Requirements
Update the lines below so that every "antelope front leg" becomes "antelope foreleg", with nothing else changed, and leave the pictures out of your answer.

Records for processing
- - -
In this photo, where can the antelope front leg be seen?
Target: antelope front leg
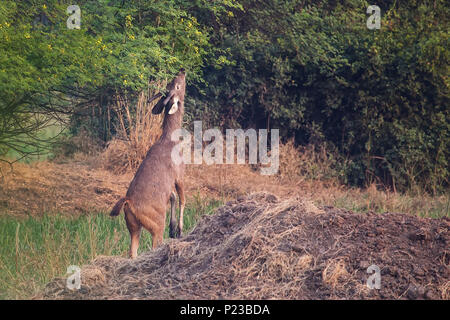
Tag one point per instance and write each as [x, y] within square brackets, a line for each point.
[134, 227]
[173, 217]
[180, 190]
- - -
Correct output
In this photo, where can the antelope foreleg be seen?
Target: antelope foreleg
Tag one point per instance and write each as [x, y] within square brackets, a line for each point.
[134, 227]
[173, 217]
[180, 190]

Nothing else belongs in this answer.